BEGIN DATASET ROWS
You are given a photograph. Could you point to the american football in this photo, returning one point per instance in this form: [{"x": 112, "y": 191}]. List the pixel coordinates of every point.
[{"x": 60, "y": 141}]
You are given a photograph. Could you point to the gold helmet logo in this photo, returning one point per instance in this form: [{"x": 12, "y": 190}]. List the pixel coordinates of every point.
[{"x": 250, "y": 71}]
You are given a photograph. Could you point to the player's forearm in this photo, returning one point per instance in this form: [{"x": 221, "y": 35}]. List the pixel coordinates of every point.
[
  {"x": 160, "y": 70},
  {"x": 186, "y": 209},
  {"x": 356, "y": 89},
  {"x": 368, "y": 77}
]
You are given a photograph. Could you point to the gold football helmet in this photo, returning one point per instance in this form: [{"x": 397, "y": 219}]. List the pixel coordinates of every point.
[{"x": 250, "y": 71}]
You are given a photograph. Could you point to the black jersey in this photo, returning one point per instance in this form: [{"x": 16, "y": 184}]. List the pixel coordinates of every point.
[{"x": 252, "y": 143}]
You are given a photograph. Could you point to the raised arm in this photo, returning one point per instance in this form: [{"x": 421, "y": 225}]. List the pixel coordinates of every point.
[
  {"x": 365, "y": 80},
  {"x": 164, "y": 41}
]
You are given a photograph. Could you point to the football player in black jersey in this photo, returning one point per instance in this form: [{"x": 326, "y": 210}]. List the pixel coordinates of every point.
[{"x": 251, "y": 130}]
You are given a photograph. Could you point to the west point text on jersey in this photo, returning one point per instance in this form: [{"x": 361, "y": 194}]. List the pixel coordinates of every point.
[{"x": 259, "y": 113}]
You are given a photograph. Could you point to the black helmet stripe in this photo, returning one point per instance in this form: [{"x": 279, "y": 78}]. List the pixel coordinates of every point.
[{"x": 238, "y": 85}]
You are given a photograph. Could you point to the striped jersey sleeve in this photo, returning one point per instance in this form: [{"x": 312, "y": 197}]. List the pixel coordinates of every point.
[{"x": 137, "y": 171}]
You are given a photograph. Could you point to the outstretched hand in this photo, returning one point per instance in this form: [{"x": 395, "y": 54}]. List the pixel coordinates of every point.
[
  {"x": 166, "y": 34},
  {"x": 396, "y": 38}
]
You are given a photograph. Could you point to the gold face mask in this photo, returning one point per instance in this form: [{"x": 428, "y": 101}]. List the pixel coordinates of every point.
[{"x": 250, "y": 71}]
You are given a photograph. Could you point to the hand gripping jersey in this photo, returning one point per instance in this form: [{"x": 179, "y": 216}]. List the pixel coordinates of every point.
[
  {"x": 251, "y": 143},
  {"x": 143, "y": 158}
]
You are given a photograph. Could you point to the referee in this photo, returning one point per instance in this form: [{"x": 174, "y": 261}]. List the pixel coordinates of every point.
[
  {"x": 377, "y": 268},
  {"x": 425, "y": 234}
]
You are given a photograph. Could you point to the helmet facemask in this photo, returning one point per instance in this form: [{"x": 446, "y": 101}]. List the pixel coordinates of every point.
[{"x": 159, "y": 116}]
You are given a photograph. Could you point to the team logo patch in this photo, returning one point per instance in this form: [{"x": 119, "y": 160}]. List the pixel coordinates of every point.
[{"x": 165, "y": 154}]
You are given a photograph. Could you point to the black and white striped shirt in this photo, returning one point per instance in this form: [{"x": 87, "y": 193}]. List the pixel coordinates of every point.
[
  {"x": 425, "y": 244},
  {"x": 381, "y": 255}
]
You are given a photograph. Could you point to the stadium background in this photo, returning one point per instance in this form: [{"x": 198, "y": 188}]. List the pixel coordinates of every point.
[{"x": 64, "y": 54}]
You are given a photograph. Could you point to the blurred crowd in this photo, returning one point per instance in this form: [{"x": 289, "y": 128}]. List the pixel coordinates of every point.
END DATASET ROWS
* [GOAL]: Give again the lines from the line holding "You are given a photograph. Could you point to the team" through the close of the listing, both included, exactly as written and with nothing else.

* [SOLVED PROBLEM]:
You are given a photograph. Could you point to the team logo patch in this photo, returning one point per instance in this form: [{"x": 119, "y": 160}]. List the pixel coordinates of every point.
[{"x": 165, "y": 154}]
You are given a photograph. Could you point to the black and white striped shirt in this photo, returning one point per instance in this form: [{"x": 87, "y": 193}]. List the pixel coordinates of every point.
[
  {"x": 425, "y": 244},
  {"x": 381, "y": 255}
]
You are given a photograph. Could you point to the stadium background in this photo, returning one point per instance in this form: [{"x": 198, "y": 188}]. List the pixel coordinates of every point.
[{"x": 64, "y": 54}]
You are given a photograph. Could you point to the blurred crowd in this photo, returning one point per instance in this form: [{"x": 289, "y": 128}]. List the pixel coordinates of every point.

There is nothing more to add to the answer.